• WHAT TO WORK ON:
Set down, without alteration, the lines from the one that contains "One point belongs on each instance of the red" through the final line of the material below.

(Records contained in a dataset)
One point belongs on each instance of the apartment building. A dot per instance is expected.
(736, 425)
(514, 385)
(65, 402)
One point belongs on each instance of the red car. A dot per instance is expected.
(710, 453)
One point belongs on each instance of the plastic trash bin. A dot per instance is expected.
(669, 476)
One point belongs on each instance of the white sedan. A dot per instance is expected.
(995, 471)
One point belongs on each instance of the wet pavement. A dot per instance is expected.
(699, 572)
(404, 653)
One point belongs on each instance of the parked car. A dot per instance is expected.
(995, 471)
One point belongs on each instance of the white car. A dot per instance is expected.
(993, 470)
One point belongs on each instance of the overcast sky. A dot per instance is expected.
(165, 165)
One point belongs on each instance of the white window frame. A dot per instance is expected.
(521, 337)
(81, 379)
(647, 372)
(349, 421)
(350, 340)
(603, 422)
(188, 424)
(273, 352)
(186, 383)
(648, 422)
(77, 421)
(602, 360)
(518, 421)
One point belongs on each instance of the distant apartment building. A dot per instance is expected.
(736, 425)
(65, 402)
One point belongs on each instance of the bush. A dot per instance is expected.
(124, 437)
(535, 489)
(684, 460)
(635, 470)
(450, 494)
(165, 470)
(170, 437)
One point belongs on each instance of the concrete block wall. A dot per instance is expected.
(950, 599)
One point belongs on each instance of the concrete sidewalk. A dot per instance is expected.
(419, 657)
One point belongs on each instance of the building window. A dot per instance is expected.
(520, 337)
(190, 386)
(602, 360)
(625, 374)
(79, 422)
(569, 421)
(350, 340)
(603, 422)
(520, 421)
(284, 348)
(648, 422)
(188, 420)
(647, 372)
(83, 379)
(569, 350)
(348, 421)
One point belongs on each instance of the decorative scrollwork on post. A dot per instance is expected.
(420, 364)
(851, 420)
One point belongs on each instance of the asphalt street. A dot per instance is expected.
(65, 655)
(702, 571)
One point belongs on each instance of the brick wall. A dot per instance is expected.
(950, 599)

• RESPONSE TO THIS TASK:
One point belongs on each instance of the red car. A dot per instance is expected.
(710, 453)
One point belongs on each instance of the plastic trash bin. A dot per instance is expected.
(669, 476)
One point belongs on each instance of the white sedan. A dot per instance is expected.
(995, 471)
One point belongs on each instance of the wet pavement. A dot per instance is expected.
(699, 572)
(404, 653)
One point belongs on each instance of the parked car. A dot per instance is expected.
(995, 471)
One point belongs on each instance of the white car. A dot per instance is expected.
(993, 470)
One point belongs on each instance of the overcast sky. A dot per instance is expected.
(165, 165)
One point belongs on each instance of the white window frame. A dot per instance is expected.
(521, 337)
(81, 379)
(647, 372)
(349, 421)
(350, 340)
(603, 422)
(188, 424)
(273, 352)
(186, 383)
(648, 422)
(77, 421)
(602, 360)
(518, 421)
One point belongs on each instance of the distant apartment building. A dot per instance is expected.
(736, 425)
(65, 402)
One point belongs on each instance of the bush. A dot per instance is expected.
(124, 437)
(535, 489)
(684, 460)
(635, 470)
(450, 494)
(165, 470)
(170, 437)
One point belongs on each instance of the concrete block wall. A dot per instance is expected.
(950, 599)
One point belongs on each instance of the concrete sidewalk. A dot per instance is expected.
(419, 657)
One point belongs on each instance of the building window. A dot per instance is expected.
(520, 337)
(190, 386)
(602, 360)
(625, 374)
(79, 422)
(569, 421)
(350, 340)
(603, 422)
(520, 421)
(284, 348)
(648, 422)
(188, 420)
(647, 372)
(83, 379)
(569, 350)
(348, 421)
One point belongs on each instance of the decorative scrollwork on post. A dot per instance is expected.
(420, 364)
(851, 420)
One point belongs on each instance of the asphalt street. A dot per instance is expected.
(65, 655)
(702, 571)
One point belongs on each instance of the brick wall. A dot per instance is expected.
(950, 599)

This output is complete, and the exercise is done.